How can I use the simple imputer class to replace missing values with mean values in Python?
This is my code
import numpy as np
import matplotlib.pyplot as plt
import pandas as pd
#Importing Dataset
dataset = pd.read_csv('C:/Users/Rupali Singh/Desktop/ML A-Z/Machine Learning A-Z Template Folder/Part 1 - Data Preprocessing/Data.csv')
print(dataset)
X = dataset.iloc[:, :-1].values
Y = dataset.iloc[:, 3].values
#Missing Data
from sklearn.impute import SimpleImputer
imputer = SimpleImputer(missing_values= np.nan, strategy='mean')
X.fit[:, 1:3] = imputer.fit_transform(X[:, 1:3])
print(X)
My data set:
Country Age Salary Purchased
0 France 44.0 72000.0 No
1 Spain 27.0 48000.0 Yes
2 Germany 30.0 54000.0 No
3 Spain 38.0 61000.0 No
4 Germany 40.0 NaN Yes
5 France 35.0 58000.0 Yes
6 Spain NaN 52000.0 No
7 France 48.0 79000.0 Yes
8 Germany 50.0 83000.0 No
9 France 37.0 67000.0 Yes
Error Message:
File "C:/Users/Rupali Singh/PycharmProjects/Machine_Learning/data_preprocessing_Template.py", line 15, inX.fit[:, 1:3] = imputer.fit_transform(X[:, 1:3])
AttributeError: 'numpy.ndarray' object has no attribute 'fit'
Your error is due to using Simple Imputer's fit and fit_transform on a numpy array. Here's how i used it on a Dataframe
imr = Imputer(missing_values='NaN', strategy='median', axis=0)
imr = imr.fit(data[['age']])
data['age'] = imr.transform(data[['age']]).ravel()
X.fit = impute.fit_transform().. this is wrong. you can't assign a value to a X.fit() just simply because .fit() is an imputer function, you can't use the method fit() on a numpy array, hence your error!
Use x[:, 1:3] = imputer.fit_transform(x[:, 1:3]) instead

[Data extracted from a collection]
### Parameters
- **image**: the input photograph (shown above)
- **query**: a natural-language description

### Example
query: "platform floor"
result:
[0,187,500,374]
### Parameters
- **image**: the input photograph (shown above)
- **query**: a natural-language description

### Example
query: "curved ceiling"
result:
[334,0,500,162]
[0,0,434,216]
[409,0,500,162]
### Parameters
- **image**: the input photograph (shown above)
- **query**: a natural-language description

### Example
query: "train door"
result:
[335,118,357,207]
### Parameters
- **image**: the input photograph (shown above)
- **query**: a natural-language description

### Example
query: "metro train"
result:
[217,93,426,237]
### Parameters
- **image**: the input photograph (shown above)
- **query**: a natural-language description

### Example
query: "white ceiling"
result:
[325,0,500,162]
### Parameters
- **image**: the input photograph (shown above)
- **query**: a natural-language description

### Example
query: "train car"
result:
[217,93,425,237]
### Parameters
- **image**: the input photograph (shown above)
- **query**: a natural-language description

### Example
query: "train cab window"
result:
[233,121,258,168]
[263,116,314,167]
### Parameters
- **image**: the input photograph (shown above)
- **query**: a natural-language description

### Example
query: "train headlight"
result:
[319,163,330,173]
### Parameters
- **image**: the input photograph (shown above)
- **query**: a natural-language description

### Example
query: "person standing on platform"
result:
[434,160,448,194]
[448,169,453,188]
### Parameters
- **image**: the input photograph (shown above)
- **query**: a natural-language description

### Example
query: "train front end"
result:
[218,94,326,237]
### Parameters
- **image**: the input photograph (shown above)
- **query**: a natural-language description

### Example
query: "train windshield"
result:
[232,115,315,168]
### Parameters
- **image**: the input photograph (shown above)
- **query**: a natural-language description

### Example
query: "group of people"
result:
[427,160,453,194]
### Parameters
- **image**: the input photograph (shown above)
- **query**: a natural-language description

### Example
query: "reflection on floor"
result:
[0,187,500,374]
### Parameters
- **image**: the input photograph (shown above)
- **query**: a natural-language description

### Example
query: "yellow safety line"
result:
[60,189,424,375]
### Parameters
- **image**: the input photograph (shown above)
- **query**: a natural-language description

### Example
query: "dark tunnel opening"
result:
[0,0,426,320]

:: PROBLEM SET ::
(1) What are the column headings of the data set shown in the SimpleImputer thread?
(2) In the SimpleImputer thread, which strategy does the reply's own Imputer example use?
(3) From the SimpleImputer thread, repeat the part that opens with the words containing "This is my code" and closes with "- Data Preprocessing/Data.csv')".

:: SOLUTION SET ::
(1) Country, Age, Salary, Purchased

(2) The median strategy.

(3)
This is my code
import numpy as np
import matplotlib.pyplot as plt
import pandas as pd
#Importing Dataset
dataset = pd.read_csv('C:/Users/Rupali Singh/Desktop/ML A-Z/Machine Learning A-Z Template Folder/Part 1 - Data Preprocessing/Data.csv')